=== DATA IN THIS EXERCISE ===
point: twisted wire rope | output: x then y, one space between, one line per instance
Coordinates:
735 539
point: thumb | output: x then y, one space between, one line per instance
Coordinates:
===
→ REQUIREMENT
Your task is to restate every record exactly.

→ WRITTEN RESPONSE
point: twisted wire rope | output: x then y, one space between, one line per instance
Coordinates:
735 539
point: thumb | output: x then y, one space between, one line per instance
Coordinates:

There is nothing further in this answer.